__Your goal__.
Count the lines of the listing below that include the word "blue". Give only that number.

__Data supplied__.
-- BEGIN --

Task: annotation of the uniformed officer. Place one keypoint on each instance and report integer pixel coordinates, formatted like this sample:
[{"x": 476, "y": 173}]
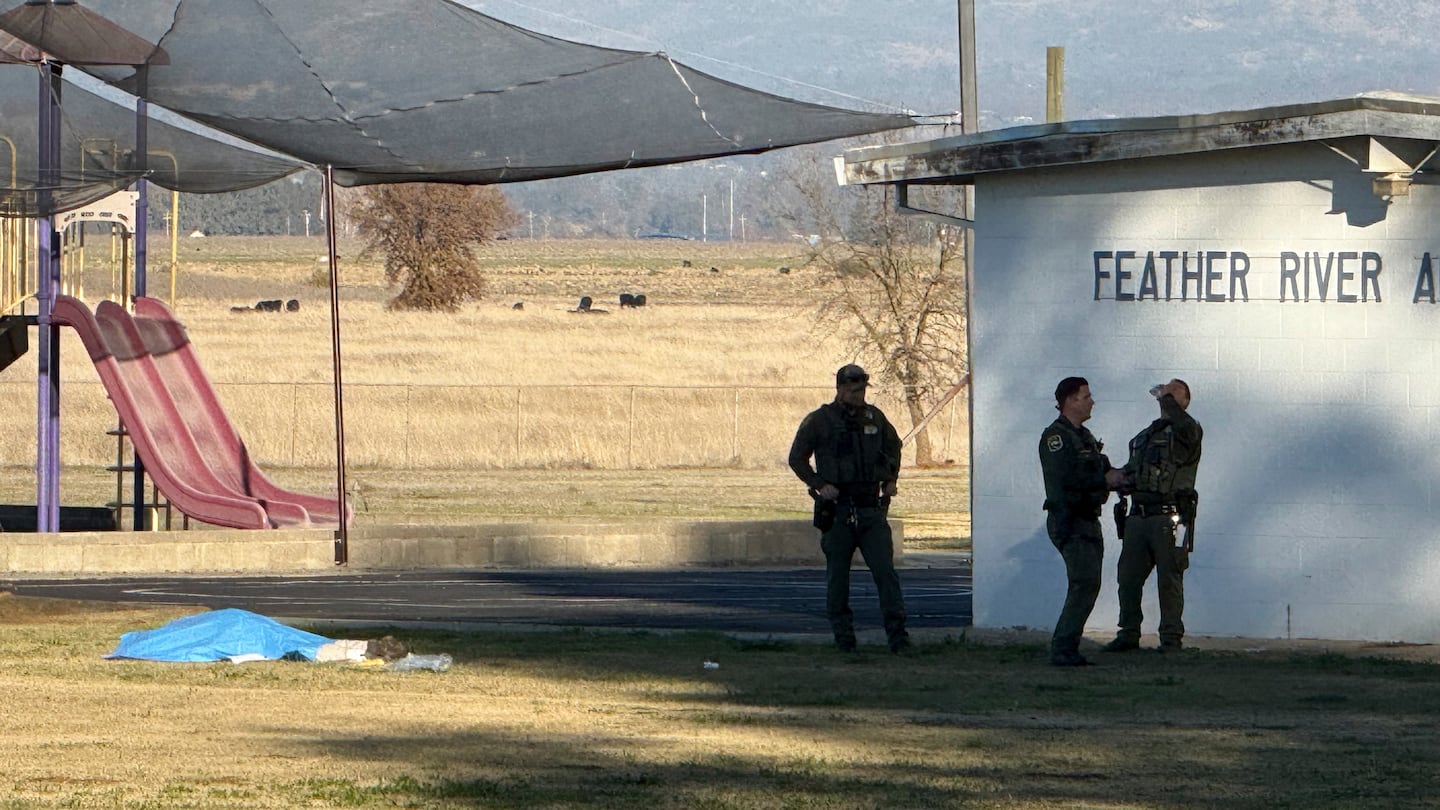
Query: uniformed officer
[
  {"x": 857, "y": 463},
  {"x": 1077, "y": 483},
  {"x": 1162, "y": 466}
]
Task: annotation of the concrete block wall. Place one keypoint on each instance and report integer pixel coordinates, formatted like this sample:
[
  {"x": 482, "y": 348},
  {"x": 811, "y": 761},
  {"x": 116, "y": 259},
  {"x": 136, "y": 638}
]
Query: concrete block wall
[{"x": 1318, "y": 482}]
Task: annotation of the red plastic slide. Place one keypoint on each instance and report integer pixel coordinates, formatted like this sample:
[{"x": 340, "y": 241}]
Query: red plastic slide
[
  {"x": 221, "y": 444},
  {"x": 160, "y": 430}
]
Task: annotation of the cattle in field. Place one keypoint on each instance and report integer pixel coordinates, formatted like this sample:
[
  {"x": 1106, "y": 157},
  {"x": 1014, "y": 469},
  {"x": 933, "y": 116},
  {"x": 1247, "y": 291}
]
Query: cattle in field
[{"x": 588, "y": 309}]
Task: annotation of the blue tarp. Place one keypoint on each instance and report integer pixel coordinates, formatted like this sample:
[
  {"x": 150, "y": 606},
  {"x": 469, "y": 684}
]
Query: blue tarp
[{"x": 218, "y": 636}]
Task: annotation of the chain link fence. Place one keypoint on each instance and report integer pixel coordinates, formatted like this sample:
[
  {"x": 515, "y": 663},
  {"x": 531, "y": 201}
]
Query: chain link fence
[{"x": 612, "y": 427}]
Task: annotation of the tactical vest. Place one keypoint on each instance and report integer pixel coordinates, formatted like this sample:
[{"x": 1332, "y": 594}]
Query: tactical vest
[
  {"x": 1092, "y": 461},
  {"x": 1154, "y": 460},
  {"x": 850, "y": 450}
]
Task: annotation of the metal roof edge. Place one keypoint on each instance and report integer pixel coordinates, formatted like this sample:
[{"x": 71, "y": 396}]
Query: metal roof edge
[{"x": 1037, "y": 146}]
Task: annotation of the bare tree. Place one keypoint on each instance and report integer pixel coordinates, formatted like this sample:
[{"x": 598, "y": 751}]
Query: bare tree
[
  {"x": 428, "y": 232},
  {"x": 893, "y": 286}
]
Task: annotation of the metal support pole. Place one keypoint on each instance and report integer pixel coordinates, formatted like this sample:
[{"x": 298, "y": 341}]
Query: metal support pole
[
  {"x": 48, "y": 283},
  {"x": 141, "y": 228},
  {"x": 343, "y": 532}
]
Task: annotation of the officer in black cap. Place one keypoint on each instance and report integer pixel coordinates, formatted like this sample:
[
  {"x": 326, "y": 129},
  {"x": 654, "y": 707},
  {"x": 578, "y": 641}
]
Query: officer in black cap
[
  {"x": 857, "y": 463},
  {"x": 1077, "y": 483}
]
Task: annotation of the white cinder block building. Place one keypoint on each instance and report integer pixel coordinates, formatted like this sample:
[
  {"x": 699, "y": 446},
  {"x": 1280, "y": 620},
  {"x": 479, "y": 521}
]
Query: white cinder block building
[{"x": 1286, "y": 264}]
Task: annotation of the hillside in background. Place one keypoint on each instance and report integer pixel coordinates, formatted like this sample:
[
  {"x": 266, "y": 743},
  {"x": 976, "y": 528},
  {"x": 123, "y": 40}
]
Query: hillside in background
[{"x": 1139, "y": 58}]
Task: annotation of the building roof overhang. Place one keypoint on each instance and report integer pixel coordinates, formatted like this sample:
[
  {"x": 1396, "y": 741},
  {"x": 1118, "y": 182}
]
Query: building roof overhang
[{"x": 1391, "y": 134}]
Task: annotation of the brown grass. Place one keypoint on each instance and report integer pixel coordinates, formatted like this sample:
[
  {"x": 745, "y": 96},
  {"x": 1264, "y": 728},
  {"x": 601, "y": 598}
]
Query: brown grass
[{"x": 447, "y": 414}]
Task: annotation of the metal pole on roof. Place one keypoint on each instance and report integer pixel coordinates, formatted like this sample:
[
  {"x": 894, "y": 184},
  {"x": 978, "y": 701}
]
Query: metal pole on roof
[
  {"x": 969, "y": 123},
  {"x": 343, "y": 532}
]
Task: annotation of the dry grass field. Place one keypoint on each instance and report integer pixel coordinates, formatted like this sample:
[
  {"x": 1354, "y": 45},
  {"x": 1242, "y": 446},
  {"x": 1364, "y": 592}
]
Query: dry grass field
[
  {"x": 681, "y": 408},
  {"x": 632, "y": 719}
]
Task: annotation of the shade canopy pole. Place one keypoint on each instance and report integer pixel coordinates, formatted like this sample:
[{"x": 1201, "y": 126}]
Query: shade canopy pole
[
  {"x": 141, "y": 252},
  {"x": 48, "y": 283},
  {"x": 343, "y": 532}
]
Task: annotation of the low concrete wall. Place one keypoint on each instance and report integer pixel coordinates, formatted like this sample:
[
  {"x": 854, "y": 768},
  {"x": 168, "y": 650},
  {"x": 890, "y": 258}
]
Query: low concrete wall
[{"x": 650, "y": 544}]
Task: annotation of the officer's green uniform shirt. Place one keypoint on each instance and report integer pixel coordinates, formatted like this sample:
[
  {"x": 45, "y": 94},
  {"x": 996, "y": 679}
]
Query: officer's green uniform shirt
[
  {"x": 1074, "y": 477},
  {"x": 857, "y": 447}
]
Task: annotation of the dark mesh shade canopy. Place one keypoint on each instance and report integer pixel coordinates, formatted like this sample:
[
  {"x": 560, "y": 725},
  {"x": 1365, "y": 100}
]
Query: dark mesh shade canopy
[{"x": 393, "y": 91}]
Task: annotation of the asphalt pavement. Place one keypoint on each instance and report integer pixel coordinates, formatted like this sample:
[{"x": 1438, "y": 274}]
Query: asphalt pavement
[{"x": 769, "y": 601}]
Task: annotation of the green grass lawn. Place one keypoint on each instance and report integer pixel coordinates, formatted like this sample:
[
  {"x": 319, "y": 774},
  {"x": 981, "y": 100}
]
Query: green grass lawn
[{"x": 635, "y": 719}]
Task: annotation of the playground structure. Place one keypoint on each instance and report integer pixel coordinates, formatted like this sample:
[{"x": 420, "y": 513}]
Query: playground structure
[
  {"x": 177, "y": 425},
  {"x": 167, "y": 408}
]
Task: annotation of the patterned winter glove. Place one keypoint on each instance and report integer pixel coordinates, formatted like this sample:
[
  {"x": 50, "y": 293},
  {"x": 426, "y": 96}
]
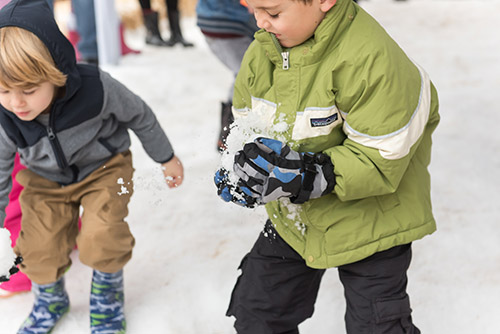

-- END --

__Solution for this task__.
2